## WRITTEN REQUEST:
Restate word for word the lines from the one containing "Mark one point on each instance of the tower" through the end of the listing below, with both ends included.

## EXERCISE MATERIAL:
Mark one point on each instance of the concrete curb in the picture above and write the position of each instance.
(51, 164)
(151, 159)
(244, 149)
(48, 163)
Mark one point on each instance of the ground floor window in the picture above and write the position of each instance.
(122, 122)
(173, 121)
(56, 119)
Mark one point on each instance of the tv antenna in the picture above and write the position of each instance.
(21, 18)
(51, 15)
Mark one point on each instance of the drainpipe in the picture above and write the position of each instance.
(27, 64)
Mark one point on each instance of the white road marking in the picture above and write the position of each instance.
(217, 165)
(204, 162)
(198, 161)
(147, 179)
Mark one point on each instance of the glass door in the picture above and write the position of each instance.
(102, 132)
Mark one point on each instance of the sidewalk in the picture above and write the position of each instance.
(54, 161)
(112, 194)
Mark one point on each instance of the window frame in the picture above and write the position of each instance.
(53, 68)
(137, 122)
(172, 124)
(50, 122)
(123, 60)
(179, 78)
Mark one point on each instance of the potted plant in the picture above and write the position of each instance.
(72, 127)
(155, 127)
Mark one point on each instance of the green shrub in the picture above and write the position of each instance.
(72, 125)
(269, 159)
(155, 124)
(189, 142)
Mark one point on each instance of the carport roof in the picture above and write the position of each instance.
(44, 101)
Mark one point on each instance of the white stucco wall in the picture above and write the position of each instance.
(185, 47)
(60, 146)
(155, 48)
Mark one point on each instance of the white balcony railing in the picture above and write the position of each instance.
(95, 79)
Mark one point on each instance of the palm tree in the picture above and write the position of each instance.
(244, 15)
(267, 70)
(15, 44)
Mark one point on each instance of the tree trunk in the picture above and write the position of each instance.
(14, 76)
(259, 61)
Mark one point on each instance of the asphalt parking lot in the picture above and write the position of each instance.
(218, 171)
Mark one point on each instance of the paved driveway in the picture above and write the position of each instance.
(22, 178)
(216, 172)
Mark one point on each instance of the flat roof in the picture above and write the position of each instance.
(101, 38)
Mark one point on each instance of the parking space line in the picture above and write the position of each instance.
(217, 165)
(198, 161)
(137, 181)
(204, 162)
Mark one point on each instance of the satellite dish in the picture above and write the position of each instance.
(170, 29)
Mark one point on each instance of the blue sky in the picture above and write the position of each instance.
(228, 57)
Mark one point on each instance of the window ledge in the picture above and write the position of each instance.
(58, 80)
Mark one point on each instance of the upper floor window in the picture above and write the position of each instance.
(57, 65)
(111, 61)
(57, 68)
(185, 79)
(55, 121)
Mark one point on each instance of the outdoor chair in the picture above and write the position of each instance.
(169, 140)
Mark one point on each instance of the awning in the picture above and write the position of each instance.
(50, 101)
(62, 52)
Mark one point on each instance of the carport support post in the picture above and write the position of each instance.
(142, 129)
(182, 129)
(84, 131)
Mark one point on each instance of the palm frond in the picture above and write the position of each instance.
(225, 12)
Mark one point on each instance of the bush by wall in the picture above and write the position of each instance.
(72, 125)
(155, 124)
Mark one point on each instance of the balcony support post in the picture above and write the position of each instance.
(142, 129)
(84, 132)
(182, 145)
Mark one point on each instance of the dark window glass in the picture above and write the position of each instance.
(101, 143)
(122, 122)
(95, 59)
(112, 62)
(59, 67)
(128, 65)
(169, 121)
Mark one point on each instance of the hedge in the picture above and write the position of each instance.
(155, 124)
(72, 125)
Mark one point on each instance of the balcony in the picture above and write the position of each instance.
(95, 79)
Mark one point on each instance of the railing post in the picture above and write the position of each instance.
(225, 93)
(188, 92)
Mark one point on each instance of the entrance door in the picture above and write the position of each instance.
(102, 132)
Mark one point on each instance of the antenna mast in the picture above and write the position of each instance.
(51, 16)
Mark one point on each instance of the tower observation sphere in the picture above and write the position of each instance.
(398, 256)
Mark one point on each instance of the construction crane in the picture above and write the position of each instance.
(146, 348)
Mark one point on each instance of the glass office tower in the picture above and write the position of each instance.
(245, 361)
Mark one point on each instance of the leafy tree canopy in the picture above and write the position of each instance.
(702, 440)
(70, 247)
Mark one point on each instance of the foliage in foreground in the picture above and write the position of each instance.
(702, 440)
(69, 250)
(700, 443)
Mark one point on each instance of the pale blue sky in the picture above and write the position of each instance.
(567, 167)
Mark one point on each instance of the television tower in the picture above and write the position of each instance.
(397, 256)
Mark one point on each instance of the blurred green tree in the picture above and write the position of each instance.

## RIGHT ANSWER:
Mark one point on each instance of the tower observation sphere in the picture above and write the position of each instance.
(398, 256)
Mark one point on each instance of the construction crane in the picture above and write the position of each instance.
(146, 348)
Mark one point on each instance of the glass office tower in the picture above and write the position of each instance.
(245, 361)
Mark one point on each instance of the leafy tree canopy in the picture above and write the position of each instance.
(702, 440)
(70, 247)
Mark one point on each instance of the foliage in foreground in the picture above and write the position of each instance.
(702, 440)
(69, 250)
(700, 443)
Mark one point on each instance of the pale blue sky in the picture above and write the position of each instance.
(567, 167)
Mark one point on each instance of the television tower in the picture above and write the position of each instance.
(397, 256)
Mark one point on each instance of the blurred green tree in the picture above and write the position of each instance.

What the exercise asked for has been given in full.